HOW TO COMPLETE THIS TASK: Pick up the notes on Mum Shirl's account of Aboriginal life and colonial history where they stop, and continue them.

READING PASSAGE:
===

Misconceptions about Aboriginal people:

  • Mum Shirl corrects what she believes are common misconceptions about Aboriginal people. For example, she dismisses the view that Aboriginal people were scared of the spirits that came out at night, by informing the reader that the same spirits exist during daylight hours. (p.7)
  • Mum Shirl also counters the belief that Aboriginal people “love to live on the social services.” (p.48)
  • Mum Shirl also believes that white people make negative generalisations about Aboriginal people, ignoring their diversity.

Colonial history:

  • Mum Shirl gives an account of the colonization of Australia. She describes the bloody conquest of Aboriginal people, followed by the establishment of missions where they might “die out quietly”.
  • Mum Shirl then described how missionaries controlled and infantilized Aboriginal men and women. (p.10)

===

Stored data:

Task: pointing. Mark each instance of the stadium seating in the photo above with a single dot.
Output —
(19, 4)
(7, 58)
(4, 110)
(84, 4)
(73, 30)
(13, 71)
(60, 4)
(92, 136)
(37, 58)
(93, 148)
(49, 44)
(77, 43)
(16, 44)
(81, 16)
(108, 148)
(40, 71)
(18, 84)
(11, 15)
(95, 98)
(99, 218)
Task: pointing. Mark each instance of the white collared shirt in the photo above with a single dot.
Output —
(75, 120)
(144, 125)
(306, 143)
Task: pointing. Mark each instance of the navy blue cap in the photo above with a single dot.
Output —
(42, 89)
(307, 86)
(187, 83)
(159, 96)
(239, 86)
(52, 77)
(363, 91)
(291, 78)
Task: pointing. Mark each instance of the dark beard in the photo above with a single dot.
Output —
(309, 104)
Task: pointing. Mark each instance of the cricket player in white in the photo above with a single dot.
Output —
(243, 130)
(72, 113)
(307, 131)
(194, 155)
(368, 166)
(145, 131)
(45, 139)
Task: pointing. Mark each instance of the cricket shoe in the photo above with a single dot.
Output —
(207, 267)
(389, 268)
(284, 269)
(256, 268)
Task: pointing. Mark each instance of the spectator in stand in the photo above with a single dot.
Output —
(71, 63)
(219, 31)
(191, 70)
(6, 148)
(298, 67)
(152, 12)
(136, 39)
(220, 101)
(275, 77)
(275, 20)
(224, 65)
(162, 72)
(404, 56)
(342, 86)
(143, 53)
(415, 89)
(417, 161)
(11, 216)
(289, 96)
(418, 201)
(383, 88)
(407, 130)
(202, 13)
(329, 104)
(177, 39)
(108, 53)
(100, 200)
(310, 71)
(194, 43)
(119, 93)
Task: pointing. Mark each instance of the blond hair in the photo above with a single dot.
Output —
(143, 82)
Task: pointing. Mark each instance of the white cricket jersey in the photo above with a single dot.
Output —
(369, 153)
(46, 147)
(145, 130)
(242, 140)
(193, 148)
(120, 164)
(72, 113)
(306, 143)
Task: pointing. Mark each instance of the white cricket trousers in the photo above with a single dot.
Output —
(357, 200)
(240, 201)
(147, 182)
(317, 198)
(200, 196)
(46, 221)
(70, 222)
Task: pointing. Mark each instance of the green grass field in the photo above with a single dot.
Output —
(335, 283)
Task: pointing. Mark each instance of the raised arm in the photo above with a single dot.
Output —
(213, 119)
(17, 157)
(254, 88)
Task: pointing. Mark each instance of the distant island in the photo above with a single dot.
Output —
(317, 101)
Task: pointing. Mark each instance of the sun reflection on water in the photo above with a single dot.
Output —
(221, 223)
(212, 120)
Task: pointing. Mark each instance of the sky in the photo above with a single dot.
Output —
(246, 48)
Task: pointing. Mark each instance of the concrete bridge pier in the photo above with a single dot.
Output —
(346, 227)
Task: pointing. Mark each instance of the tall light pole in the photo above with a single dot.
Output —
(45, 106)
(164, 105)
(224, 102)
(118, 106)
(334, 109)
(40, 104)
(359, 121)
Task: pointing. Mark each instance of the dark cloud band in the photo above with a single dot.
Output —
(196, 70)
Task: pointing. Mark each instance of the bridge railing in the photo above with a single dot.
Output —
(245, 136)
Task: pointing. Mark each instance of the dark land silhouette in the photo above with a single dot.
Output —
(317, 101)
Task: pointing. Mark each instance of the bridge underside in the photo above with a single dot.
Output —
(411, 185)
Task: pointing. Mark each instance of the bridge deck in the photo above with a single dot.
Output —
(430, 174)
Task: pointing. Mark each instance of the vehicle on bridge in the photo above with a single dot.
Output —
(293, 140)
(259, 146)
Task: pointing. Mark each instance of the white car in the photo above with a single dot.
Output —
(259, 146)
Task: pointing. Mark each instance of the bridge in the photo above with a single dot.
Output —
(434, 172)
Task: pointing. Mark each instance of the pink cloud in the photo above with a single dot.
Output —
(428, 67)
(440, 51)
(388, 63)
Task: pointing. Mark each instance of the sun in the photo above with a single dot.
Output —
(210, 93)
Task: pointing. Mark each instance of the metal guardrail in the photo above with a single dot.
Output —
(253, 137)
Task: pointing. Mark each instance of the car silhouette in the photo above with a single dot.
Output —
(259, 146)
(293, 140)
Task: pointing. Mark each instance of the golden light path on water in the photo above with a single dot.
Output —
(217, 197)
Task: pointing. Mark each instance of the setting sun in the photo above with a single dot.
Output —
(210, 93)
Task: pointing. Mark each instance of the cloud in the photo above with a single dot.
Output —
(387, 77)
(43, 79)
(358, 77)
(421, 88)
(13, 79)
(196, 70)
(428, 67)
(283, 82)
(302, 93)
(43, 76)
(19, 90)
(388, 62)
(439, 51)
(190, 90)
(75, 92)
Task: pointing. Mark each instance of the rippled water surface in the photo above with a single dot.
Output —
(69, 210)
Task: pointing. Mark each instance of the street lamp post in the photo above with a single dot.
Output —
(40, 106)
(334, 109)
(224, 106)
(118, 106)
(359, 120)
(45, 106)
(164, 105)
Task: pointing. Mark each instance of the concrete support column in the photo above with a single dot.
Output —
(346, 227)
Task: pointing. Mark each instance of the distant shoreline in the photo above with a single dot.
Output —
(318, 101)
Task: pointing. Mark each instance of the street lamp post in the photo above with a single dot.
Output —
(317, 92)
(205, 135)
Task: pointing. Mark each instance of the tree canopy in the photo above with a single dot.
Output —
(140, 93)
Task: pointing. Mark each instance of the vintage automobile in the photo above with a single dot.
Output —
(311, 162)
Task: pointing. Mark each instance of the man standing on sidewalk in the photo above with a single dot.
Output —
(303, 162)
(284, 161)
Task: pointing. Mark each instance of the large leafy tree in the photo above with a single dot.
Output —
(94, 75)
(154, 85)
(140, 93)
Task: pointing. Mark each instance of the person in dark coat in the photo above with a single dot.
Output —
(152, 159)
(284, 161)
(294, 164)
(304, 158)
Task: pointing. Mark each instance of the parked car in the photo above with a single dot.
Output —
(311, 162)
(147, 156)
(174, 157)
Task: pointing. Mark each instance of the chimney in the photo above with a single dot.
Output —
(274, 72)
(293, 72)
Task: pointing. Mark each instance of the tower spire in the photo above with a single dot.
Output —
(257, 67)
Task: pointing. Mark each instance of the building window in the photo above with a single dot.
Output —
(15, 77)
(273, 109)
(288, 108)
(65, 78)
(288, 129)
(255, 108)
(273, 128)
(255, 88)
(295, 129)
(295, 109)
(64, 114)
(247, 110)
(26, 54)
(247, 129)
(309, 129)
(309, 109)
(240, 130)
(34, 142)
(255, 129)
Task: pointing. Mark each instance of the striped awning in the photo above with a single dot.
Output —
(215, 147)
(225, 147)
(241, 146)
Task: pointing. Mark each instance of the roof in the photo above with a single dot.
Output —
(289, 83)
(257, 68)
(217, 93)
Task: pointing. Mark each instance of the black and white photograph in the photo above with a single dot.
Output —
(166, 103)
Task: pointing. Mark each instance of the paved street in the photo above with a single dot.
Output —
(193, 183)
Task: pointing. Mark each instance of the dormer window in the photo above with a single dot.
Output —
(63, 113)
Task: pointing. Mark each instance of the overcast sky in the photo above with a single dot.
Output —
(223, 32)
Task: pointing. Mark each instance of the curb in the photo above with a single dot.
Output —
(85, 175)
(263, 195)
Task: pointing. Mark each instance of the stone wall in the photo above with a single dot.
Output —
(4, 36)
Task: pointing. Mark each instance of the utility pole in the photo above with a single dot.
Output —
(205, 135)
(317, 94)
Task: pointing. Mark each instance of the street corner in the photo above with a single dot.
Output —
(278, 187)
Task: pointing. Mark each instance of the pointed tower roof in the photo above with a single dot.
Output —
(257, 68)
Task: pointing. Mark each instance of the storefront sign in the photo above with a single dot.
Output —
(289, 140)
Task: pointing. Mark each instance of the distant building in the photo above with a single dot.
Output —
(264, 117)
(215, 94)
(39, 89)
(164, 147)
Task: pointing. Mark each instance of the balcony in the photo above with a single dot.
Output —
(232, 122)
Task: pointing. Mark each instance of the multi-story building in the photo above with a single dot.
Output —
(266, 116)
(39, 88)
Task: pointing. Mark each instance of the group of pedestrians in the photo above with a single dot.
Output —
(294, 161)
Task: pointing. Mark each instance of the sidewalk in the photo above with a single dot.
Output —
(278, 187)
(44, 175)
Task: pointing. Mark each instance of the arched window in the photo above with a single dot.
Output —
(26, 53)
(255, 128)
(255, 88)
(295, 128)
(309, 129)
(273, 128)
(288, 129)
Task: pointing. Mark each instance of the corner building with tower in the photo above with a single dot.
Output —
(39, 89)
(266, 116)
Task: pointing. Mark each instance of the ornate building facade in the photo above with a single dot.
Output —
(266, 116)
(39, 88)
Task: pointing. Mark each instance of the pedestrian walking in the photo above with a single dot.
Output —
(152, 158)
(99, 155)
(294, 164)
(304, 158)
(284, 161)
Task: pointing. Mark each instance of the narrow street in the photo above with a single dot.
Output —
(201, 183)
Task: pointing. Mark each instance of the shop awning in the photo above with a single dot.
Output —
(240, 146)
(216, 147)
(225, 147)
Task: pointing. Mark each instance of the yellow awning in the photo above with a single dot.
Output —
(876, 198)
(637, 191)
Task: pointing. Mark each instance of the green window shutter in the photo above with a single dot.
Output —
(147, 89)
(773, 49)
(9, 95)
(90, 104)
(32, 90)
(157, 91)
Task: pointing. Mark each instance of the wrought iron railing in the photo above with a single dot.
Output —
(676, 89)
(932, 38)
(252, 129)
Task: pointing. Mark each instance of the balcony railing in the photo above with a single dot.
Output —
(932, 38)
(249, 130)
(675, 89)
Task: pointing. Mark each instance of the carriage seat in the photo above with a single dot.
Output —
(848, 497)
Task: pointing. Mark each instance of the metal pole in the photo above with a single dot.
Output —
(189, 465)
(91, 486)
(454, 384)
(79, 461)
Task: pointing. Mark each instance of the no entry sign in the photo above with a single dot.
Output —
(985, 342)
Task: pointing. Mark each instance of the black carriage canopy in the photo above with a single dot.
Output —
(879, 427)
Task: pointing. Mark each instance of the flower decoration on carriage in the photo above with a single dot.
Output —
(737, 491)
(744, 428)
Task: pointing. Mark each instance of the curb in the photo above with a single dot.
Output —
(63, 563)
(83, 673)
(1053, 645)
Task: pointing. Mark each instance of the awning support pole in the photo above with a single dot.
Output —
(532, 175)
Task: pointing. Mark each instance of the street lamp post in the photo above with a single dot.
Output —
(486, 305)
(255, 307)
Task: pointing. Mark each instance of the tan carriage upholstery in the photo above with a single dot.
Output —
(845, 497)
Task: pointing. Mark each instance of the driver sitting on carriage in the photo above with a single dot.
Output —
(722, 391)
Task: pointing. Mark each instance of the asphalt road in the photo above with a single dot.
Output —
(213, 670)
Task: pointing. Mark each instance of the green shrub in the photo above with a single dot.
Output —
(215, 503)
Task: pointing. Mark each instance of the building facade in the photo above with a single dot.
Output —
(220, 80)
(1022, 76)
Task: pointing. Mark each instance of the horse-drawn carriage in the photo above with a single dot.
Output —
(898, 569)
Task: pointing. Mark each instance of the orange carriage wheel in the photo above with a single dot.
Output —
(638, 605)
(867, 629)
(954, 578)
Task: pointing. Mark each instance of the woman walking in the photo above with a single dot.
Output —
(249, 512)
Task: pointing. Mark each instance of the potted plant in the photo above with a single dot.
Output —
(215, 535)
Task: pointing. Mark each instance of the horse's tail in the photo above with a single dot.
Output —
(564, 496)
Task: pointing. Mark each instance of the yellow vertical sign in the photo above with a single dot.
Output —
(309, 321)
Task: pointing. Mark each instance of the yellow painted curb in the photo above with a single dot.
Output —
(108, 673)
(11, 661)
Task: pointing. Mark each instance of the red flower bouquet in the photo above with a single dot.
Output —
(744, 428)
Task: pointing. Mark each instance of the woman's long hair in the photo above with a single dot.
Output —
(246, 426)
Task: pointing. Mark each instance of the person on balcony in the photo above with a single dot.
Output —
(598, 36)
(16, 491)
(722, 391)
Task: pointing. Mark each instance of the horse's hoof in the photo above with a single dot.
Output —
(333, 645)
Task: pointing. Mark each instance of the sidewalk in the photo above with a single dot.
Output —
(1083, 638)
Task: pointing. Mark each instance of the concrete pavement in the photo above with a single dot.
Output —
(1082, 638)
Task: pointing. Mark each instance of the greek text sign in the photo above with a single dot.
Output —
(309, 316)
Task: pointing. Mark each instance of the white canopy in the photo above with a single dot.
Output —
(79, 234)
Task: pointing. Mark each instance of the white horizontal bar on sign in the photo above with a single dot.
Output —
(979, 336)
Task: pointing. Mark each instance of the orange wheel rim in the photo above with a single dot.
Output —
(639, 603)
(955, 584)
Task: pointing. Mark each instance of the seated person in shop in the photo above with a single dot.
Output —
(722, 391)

===

RESULT OF THIS EXERCISE:
  • Mum Shirl states that Aboriginal councillors where appointed – as they were at Erambie – they were not given any real power. Mum Shirl gives personal evidence of this historical reality: she recalls that her grandfather was expelled from the mission, despite her father being a member of the Council. (p.11)
  • Mum Shirl retells a rumor that some Aboriginal people hoped that the Japanese would win World War II, so that they would rid the continent of Europeans.

Social problems:

  • Mum Shirl gives her analysis of various social problems she has experienced in urban Aboriginal communities, including interpersonal violence, self-harm, unemployment, crime and drug abuse. She places the main emphasis on poverty and discrimination. She points out that the “black community has got so little, to be shared between so many,” and that situation often leads people to resort to crime. (p.51)
  • Relaying two scenarios in which Aboriginal people resorted to violence, Mum Shirl isolated a common factor: they were stuck in an alienating, non-Aboriginal environment - such as a prison or a school. (p.7) She also believes that Aboriginal people are denied employment, which leads to many other social problems.
  • Mum Shirl also explains murder, the crime that had affected her most, as a symptom of discrimination and disadvantage.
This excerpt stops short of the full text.